_Brief:_ From the message below about comparing R-free and R-work values, copy the passage starting at "Why not do all" and ending at "beginning or something.".

_Source extract:_
━━━━━━━━

That's exactly what I am doing...
citing David...

"I expect the A and B data sets to be quite similar, but I would like to
evaluate which protocol was "better", and I want to do this quickly,
ideally looking at a single number."

and

"I do want to find a way to assess the various tweaks I can try in data
processing for a single case"

Why not do all those things with Rwork?
I thought that comparing the R-free rather than the R-work was going to be
easier.... Because last week the structure was dehydrated.... So the
refinement program added "strong waters" and due to a thousand or so extra
reflections I could have a dozen or so extra waters and the difference in
R-work value between protocols due to extra waters was going to be a little
bit more difficult to compare. I have now the final structure so I could
very well compare the R-work doing another round of refinement, maybe
randomizing adps at the beginning or something.

Thanks a lot.

━━━━━━━━

_Excerpted data:_
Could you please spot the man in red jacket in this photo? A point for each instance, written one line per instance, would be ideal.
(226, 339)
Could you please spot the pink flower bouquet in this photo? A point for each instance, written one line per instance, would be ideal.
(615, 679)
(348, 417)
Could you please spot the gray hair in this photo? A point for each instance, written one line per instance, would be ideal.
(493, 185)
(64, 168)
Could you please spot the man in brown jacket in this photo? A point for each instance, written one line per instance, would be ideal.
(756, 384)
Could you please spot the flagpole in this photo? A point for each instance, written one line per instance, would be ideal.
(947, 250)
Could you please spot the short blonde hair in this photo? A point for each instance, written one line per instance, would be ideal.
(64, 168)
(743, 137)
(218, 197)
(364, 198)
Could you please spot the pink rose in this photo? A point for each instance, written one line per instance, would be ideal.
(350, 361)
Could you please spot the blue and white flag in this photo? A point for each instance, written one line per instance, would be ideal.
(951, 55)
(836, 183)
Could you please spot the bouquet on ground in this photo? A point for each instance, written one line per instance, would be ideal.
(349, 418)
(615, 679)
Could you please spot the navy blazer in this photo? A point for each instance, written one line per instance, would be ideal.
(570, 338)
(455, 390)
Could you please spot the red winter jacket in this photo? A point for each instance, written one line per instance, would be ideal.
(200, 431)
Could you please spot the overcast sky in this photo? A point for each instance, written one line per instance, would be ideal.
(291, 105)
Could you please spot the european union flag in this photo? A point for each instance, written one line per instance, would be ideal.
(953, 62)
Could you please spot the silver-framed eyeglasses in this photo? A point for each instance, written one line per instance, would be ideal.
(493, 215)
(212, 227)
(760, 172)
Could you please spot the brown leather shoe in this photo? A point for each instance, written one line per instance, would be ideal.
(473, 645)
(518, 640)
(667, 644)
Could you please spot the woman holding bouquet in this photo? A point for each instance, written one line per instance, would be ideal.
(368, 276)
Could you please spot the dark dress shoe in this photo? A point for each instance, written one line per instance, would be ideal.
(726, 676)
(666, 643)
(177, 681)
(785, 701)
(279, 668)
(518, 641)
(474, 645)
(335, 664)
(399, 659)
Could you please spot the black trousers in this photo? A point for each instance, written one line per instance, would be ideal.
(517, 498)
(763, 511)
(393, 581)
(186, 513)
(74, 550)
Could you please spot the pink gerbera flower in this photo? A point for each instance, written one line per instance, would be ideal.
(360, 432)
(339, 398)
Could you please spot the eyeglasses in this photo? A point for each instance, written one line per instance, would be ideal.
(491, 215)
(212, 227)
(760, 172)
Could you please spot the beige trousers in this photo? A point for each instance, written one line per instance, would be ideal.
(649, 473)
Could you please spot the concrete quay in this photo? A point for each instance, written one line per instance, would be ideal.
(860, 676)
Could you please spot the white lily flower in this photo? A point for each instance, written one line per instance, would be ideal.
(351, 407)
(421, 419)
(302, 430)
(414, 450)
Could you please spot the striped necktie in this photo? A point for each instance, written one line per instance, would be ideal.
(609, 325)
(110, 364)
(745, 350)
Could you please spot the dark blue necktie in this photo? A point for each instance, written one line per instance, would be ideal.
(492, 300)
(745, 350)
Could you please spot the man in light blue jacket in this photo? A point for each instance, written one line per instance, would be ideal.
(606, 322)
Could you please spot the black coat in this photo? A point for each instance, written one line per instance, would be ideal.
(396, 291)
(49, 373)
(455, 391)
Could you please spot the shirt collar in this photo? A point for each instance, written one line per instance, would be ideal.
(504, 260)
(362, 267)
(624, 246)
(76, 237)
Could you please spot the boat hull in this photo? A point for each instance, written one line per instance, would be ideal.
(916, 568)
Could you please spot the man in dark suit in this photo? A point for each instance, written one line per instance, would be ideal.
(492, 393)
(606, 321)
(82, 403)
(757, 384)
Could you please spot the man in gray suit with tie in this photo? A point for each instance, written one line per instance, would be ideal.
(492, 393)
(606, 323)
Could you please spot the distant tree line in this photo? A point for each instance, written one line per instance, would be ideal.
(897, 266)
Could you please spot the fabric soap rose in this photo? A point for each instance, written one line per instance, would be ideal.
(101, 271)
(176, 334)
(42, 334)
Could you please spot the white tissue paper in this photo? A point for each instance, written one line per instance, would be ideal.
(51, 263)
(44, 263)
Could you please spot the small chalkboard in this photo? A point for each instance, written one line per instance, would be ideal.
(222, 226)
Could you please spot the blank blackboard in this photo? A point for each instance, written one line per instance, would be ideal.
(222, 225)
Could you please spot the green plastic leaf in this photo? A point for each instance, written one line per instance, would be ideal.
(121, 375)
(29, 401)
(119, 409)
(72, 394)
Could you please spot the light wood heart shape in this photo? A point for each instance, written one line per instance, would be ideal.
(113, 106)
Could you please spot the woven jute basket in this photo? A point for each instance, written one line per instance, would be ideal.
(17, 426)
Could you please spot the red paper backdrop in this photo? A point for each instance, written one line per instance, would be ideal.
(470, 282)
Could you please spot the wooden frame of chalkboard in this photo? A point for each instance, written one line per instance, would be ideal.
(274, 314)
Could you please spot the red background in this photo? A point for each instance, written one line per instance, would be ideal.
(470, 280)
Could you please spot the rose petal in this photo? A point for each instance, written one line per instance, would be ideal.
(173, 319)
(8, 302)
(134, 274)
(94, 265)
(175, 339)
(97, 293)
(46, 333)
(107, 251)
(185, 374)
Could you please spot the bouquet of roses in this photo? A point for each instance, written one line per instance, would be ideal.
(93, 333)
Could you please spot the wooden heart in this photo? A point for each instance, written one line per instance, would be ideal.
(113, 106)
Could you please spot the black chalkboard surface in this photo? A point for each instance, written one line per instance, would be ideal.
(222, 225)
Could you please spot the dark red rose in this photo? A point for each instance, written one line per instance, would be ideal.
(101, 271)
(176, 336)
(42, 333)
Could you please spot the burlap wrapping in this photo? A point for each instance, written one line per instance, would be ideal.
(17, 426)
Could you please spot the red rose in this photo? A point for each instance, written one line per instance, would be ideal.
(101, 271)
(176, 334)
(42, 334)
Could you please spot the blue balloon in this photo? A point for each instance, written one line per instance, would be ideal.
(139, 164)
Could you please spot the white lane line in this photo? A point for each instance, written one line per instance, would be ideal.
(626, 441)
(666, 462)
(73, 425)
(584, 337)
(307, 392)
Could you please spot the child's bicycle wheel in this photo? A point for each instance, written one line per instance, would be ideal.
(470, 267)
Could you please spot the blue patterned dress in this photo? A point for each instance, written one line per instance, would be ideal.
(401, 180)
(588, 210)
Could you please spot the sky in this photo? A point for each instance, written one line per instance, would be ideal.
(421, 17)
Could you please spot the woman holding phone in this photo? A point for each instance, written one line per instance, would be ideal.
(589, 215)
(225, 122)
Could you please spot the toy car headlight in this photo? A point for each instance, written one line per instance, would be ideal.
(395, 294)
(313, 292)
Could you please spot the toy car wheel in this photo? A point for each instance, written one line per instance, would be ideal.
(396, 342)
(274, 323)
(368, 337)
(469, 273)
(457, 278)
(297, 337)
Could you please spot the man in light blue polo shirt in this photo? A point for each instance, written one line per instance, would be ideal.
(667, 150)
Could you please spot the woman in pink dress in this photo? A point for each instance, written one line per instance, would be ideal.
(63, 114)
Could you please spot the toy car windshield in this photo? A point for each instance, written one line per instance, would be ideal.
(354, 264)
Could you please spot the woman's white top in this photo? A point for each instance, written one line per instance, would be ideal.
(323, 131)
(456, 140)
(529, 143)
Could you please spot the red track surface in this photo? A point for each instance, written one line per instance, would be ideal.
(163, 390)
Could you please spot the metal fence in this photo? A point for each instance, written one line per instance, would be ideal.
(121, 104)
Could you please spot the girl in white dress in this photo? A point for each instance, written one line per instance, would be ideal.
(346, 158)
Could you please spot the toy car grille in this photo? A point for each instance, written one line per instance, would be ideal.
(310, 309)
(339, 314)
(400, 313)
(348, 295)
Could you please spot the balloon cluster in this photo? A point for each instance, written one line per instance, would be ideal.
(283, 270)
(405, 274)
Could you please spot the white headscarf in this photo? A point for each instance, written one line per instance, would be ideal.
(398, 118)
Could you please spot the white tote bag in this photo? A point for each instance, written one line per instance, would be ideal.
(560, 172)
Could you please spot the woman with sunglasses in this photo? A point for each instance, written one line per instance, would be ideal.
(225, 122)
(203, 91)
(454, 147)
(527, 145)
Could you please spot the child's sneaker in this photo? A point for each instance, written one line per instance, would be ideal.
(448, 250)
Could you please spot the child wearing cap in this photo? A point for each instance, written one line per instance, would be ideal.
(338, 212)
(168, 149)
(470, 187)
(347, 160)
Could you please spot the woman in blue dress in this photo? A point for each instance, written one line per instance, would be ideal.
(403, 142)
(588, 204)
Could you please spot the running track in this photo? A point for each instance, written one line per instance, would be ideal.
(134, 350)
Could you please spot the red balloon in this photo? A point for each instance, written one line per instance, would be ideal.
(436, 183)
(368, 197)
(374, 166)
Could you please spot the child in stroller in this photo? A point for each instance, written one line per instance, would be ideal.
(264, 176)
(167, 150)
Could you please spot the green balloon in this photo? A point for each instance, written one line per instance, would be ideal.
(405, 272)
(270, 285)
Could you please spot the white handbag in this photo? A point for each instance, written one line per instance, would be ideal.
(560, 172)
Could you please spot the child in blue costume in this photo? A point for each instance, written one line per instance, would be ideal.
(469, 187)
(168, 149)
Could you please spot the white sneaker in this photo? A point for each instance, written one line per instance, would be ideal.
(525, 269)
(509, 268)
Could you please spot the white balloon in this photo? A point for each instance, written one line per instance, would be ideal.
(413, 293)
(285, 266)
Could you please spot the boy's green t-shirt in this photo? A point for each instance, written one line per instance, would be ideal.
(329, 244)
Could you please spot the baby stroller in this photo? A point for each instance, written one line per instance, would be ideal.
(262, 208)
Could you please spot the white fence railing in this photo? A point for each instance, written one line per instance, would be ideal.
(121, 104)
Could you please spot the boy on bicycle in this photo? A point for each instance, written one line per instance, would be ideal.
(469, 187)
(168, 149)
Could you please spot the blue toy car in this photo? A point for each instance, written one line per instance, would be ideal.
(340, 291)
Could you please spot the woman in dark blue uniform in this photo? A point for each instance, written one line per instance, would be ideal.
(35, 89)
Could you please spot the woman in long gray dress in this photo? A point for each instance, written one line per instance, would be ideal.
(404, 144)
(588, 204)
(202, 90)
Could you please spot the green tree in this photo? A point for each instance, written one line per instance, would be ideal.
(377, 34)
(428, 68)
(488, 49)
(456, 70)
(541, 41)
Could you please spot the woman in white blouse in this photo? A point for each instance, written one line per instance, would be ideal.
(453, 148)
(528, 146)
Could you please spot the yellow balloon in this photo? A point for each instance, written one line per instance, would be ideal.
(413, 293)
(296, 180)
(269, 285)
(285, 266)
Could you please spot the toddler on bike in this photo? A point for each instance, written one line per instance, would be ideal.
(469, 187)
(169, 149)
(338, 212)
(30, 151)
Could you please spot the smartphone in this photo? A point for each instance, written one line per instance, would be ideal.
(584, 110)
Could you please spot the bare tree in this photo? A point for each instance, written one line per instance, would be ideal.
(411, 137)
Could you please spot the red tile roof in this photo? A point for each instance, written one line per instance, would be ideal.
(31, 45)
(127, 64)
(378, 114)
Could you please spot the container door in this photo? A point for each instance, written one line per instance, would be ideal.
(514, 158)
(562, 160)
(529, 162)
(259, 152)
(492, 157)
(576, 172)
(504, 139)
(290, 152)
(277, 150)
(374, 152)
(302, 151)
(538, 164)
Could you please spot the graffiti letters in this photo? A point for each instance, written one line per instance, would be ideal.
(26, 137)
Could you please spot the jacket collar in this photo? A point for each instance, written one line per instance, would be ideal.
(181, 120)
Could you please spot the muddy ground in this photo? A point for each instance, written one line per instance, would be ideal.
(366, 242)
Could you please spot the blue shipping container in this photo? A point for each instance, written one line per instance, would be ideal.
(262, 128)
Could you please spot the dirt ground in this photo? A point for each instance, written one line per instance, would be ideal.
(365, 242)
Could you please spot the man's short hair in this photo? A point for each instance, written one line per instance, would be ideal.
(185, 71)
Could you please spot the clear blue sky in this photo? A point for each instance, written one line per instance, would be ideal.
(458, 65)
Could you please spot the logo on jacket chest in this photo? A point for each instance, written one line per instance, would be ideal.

━━━━━━━━

_Written solution:_
Why not do all those things with Rwork?
I thought that comparing the R-free rather than the R-work was going to be
easier.... Because last week the structure was dehydrated.... So the
refinement program added "strong waters" and due to a thousand or so extra
reflections I could have a dozen or so extra waters and the difference in
R-work value between protocols due to extra waters was going to be a little
bit more difficult to compare. I have now the final structure so I could
very well compare the R-work doing another round of refinement, maybe
randomizing adps at the beginning or something.